» Problem to work on: Please edit the listing below by replacing "outline" with "contour" throughout and keeping everything else the same. Leave the pictures out of your answer.

» Dataset records:
'''
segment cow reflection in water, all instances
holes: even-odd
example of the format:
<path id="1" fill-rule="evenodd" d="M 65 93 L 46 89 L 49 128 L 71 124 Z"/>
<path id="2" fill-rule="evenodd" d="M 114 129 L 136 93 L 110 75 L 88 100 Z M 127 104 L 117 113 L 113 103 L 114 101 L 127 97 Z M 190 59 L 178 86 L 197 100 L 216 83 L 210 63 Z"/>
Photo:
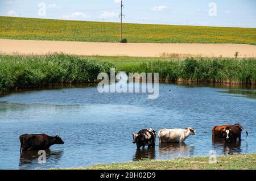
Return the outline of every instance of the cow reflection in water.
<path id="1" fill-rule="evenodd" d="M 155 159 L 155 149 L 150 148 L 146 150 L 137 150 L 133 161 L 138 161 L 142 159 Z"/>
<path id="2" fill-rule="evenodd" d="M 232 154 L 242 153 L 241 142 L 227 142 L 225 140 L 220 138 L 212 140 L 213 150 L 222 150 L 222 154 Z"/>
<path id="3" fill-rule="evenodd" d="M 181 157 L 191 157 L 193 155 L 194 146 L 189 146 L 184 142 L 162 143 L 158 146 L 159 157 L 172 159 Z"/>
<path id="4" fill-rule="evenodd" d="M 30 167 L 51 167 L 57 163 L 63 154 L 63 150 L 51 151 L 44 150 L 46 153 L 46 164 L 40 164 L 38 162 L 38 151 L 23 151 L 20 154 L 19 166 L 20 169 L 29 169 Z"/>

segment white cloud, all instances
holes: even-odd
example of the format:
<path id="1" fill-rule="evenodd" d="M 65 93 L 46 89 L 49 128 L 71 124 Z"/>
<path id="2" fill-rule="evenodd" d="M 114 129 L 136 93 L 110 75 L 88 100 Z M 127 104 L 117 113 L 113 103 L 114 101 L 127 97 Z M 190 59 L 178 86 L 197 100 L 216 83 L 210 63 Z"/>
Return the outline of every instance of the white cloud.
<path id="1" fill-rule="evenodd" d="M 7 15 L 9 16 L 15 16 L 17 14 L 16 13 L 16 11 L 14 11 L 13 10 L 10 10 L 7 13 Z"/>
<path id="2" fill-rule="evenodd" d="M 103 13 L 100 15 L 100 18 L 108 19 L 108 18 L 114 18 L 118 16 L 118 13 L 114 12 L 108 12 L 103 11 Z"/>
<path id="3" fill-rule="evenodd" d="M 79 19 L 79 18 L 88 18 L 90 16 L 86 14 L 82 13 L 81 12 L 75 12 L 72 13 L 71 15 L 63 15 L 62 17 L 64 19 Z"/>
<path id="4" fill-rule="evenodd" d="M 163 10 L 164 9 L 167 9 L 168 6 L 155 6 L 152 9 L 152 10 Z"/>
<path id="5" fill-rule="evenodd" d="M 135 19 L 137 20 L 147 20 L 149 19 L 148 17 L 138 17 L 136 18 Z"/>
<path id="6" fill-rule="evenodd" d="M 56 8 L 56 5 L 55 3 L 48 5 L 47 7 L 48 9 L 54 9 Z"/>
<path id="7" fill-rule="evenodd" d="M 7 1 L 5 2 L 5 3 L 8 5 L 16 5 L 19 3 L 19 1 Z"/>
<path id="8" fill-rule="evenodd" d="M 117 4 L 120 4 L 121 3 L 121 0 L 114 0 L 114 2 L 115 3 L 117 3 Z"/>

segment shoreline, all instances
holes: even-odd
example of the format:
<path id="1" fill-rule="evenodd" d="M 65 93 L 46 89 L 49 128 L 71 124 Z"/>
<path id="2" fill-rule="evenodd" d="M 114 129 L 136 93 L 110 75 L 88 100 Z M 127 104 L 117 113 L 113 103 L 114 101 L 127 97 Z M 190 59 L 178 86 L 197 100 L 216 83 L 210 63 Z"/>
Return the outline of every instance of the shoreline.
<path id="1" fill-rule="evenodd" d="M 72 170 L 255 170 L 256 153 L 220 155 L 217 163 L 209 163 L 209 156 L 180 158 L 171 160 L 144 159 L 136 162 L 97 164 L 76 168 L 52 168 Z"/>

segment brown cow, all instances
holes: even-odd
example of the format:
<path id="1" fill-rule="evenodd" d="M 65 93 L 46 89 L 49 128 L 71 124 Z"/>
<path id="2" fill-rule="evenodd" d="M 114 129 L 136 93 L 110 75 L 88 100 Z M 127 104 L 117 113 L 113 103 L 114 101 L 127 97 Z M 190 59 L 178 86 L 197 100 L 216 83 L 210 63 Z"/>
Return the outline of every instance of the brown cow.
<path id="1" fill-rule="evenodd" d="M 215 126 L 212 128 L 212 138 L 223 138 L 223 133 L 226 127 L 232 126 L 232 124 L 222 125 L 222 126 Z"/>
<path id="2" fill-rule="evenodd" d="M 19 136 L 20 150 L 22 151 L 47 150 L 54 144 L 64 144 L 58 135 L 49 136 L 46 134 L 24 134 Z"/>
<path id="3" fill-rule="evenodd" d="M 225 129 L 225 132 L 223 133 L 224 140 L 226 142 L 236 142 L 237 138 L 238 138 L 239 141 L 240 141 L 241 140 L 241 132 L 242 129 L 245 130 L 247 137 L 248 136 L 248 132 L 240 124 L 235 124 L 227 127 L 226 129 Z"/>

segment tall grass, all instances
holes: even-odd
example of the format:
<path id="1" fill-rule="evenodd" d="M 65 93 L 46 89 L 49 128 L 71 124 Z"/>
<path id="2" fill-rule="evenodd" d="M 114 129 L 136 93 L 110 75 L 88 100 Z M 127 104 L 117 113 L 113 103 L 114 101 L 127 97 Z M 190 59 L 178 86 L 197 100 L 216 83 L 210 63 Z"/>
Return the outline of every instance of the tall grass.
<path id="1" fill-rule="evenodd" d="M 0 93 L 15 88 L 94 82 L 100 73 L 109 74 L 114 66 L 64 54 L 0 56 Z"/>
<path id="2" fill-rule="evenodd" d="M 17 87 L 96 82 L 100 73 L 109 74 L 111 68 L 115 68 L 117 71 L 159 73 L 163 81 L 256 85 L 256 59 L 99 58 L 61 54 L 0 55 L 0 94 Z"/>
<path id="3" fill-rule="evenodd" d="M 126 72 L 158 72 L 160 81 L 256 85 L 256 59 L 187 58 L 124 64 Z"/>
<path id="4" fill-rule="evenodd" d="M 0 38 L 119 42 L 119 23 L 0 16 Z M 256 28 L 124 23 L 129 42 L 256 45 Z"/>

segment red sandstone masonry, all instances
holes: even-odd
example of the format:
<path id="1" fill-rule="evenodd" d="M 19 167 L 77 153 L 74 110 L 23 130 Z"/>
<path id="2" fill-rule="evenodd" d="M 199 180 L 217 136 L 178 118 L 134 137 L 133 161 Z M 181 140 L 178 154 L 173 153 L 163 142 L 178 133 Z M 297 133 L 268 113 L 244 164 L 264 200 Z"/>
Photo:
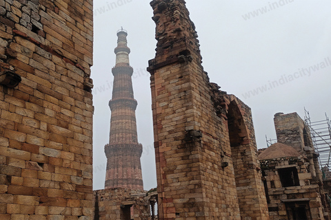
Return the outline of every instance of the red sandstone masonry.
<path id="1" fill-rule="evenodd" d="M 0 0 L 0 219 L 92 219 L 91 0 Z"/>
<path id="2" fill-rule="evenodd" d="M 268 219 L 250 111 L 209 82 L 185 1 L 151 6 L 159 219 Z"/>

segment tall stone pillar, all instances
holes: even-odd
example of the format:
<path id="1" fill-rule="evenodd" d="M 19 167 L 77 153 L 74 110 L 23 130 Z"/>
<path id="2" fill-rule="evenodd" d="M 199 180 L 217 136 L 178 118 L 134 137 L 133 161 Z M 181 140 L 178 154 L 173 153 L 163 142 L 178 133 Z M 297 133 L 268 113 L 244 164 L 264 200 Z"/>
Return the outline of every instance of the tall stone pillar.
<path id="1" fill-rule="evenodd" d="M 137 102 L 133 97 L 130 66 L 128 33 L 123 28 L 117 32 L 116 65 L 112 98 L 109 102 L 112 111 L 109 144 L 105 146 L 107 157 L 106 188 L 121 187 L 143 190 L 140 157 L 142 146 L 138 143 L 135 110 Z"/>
'''
» Output of the task:
segment cow reflection in water, all instances
holes: even-odd
example of the format:
<path id="1" fill-rule="evenodd" d="M 65 93 L 46 89 L 49 128 L 71 124 Z"/>
<path id="2" fill-rule="evenodd" d="M 114 129 L 136 93 L 110 75 L 88 100 Z M 127 104 L 117 113 L 113 103 L 114 101 L 127 97 Z M 190 59 L 178 86 L 197 100 L 216 83 L 210 63 Z"/>
Photo:
Return the contour of every instance of the cow reflection in water.
<path id="1" fill-rule="evenodd" d="M 155 159 L 155 149 L 150 148 L 146 150 L 137 150 L 133 161 L 138 161 L 142 159 Z"/>
<path id="2" fill-rule="evenodd" d="M 232 154 L 242 153 L 241 142 L 227 142 L 225 140 L 220 138 L 212 140 L 213 150 L 222 150 L 222 154 Z"/>
<path id="3" fill-rule="evenodd" d="M 181 157 L 191 157 L 193 155 L 194 146 L 189 146 L 184 142 L 162 143 L 158 146 L 159 157 L 172 159 Z"/>
<path id="4" fill-rule="evenodd" d="M 30 167 L 51 167 L 57 163 L 63 154 L 63 150 L 51 151 L 44 150 L 46 153 L 46 164 L 40 164 L 38 162 L 38 151 L 23 151 L 20 154 L 19 166 L 20 169 L 29 169 Z"/>

segment white cloud, all instances
holes: even-odd
example of the format:
<path id="1" fill-rule="evenodd" d="M 65 93 L 46 89 L 49 128 L 71 124 Z"/>
<path id="2" fill-rule="evenodd" d="M 114 129 L 136 93 L 110 75 L 88 100 Z M 127 104 L 117 113 L 113 103 L 114 101 L 127 97 Z M 190 59 L 178 86 L 197 100 L 216 83 L 210 63 Z"/>
Return the contour of every instance of the white cloud.
<path id="1" fill-rule="evenodd" d="M 7 15 L 9 16 L 15 16 L 17 14 L 16 13 L 16 11 L 14 11 L 13 10 L 10 10 L 7 13 Z"/>
<path id="2" fill-rule="evenodd" d="M 103 13 L 100 15 L 100 18 L 108 19 L 108 18 L 114 18 L 118 16 L 118 13 L 114 12 L 108 12 L 103 11 Z"/>
<path id="3" fill-rule="evenodd" d="M 79 19 L 79 18 L 88 18 L 90 16 L 86 14 L 82 13 L 81 12 L 75 12 L 72 13 L 71 15 L 63 15 L 62 17 L 64 19 Z"/>
<path id="4" fill-rule="evenodd" d="M 163 10 L 164 9 L 167 9 L 168 6 L 155 6 L 152 9 L 152 10 Z"/>
<path id="5" fill-rule="evenodd" d="M 135 19 L 137 20 L 147 20 L 149 19 L 148 17 L 138 17 L 136 18 Z"/>
<path id="6" fill-rule="evenodd" d="M 56 8 L 56 5 L 55 3 L 48 5 L 47 7 L 48 9 L 54 9 Z"/>
<path id="7" fill-rule="evenodd" d="M 7 1 L 5 2 L 5 3 L 8 5 L 16 5 L 19 3 L 19 1 Z"/>
<path id="8" fill-rule="evenodd" d="M 117 4 L 120 4 L 121 3 L 121 0 L 114 0 L 114 2 L 115 3 L 117 3 Z"/>

segment shoreline, all instances
holes: even-odd
example of the format:
<path id="1" fill-rule="evenodd" d="M 65 93 L 46 89 L 49 128 L 71 124 Z"/>
<path id="2" fill-rule="evenodd" d="M 114 129 L 136 93 L 110 75 L 88 100 Z M 127 104 L 117 113 L 113 103 L 114 101 L 127 97 Z M 190 59 L 178 86 L 197 100 L 216 83 L 210 63 Z"/>
Return the contour of every instance of the shoreline.
<path id="1" fill-rule="evenodd" d="M 72 170 L 255 170 L 256 153 L 220 155 L 217 163 L 209 163 L 209 156 L 180 158 L 171 160 L 144 159 L 136 162 L 97 164 L 76 168 L 52 168 Z"/>

segment brown cow, all instances
holes: even-odd
example of the format:
<path id="1" fill-rule="evenodd" d="M 65 93 L 46 89 L 49 128 L 71 124 Z"/>
<path id="2" fill-rule="evenodd" d="M 114 129 L 136 93 L 110 75 L 88 100 Z M 127 104 L 117 113 L 113 103 L 114 101 L 127 97 Z M 190 59 L 178 86 L 197 100 L 216 83 L 210 63 Z"/>
Return the contour of every instance of the brown cow.
<path id="1" fill-rule="evenodd" d="M 215 126 L 212 128 L 212 138 L 223 138 L 223 133 L 226 127 L 232 126 L 232 124 L 222 125 L 222 126 Z"/>
<path id="2" fill-rule="evenodd" d="M 19 136 L 20 150 L 22 151 L 47 150 L 54 144 L 64 144 L 58 135 L 49 136 L 46 134 L 24 134 Z"/>
<path id="3" fill-rule="evenodd" d="M 225 129 L 225 132 L 223 133 L 224 140 L 226 142 L 236 142 L 237 138 L 238 138 L 239 141 L 240 141 L 241 140 L 241 132 L 242 129 L 245 130 L 247 137 L 248 136 L 248 132 L 240 124 L 235 124 L 227 127 L 226 129 Z"/>

segment tall grass, all instances
holes: even-odd
example of the format:
<path id="1" fill-rule="evenodd" d="M 65 93 L 46 89 L 49 128 L 71 124 Z"/>
<path id="2" fill-rule="evenodd" d="M 114 129 L 136 93 L 110 75 L 88 100 Z M 127 104 L 117 113 L 113 103 L 114 101 L 127 97 Z M 190 59 L 178 86 L 197 100 L 216 83 L 210 63 Z"/>
Return the contour of every instance of the tall grass.
<path id="1" fill-rule="evenodd" d="M 0 93 L 15 88 L 94 82 L 100 73 L 109 74 L 114 66 L 64 54 L 0 56 Z"/>
<path id="2" fill-rule="evenodd" d="M 17 87 L 96 82 L 100 73 L 109 74 L 111 68 L 115 68 L 117 71 L 159 73 L 163 81 L 256 85 L 256 59 L 99 58 L 61 54 L 0 55 L 0 94 Z"/>
<path id="3" fill-rule="evenodd" d="M 126 72 L 158 72 L 160 81 L 256 85 L 256 59 L 187 58 L 124 64 Z"/>
<path id="4" fill-rule="evenodd" d="M 0 38 L 119 42 L 119 23 L 0 16 Z M 256 28 L 124 23 L 129 42 L 256 45 Z"/>

segment red sandstone masonry, all instances
holes: even-odd
example of the format:
<path id="1" fill-rule="evenodd" d="M 19 167 L 77 153 L 74 110 L 23 130 Z"/>
<path id="2" fill-rule="evenodd" d="M 199 180 L 217 136 L 178 118 L 134 137 L 133 161 Z M 181 140 L 178 154 L 173 153 L 163 142 L 178 133 Z M 297 133 L 268 113 L 244 164 L 264 200 Z"/>
Photo:
Return the contour of every instance of the red sandstone masonry.
<path id="1" fill-rule="evenodd" d="M 0 0 L 0 219 L 92 219 L 91 0 Z"/>
<path id="2" fill-rule="evenodd" d="M 268 219 L 250 111 L 209 82 L 185 1 L 151 6 L 159 219 Z"/>

segment tall stone pillar, all instances
holes: even-odd
example of the format:
<path id="1" fill-rule="evenodd" d="M 19 167 L 77 153 L 74 110 L 23 130 Z"/>
<path id="2" fill-rule="evenodd" d="M 199 180 L 217 136 L 178 118 L 134 137 L 133 161 Z M 181 140 L 178 154 L 173 153 L 163 142 L 178 133 Z M 297 133 L 268 113 L 244 164 L 264 200 Z"/>
Return the contour of every instance of the tall stone pillar.
<path id="1" fill-rule="evenodd" d="M 137 102 L 133 97 L 130 66 L 128 33 L 123 28 L 117 32 L 116 65 L 112 98 L 109 102 L 112 111 L 109 144 L 105 146 L 107 157 L 106 188 L 121 187 L 143 190 L 140 157 L 142 146 L 138 143 L 135 110 Z"/>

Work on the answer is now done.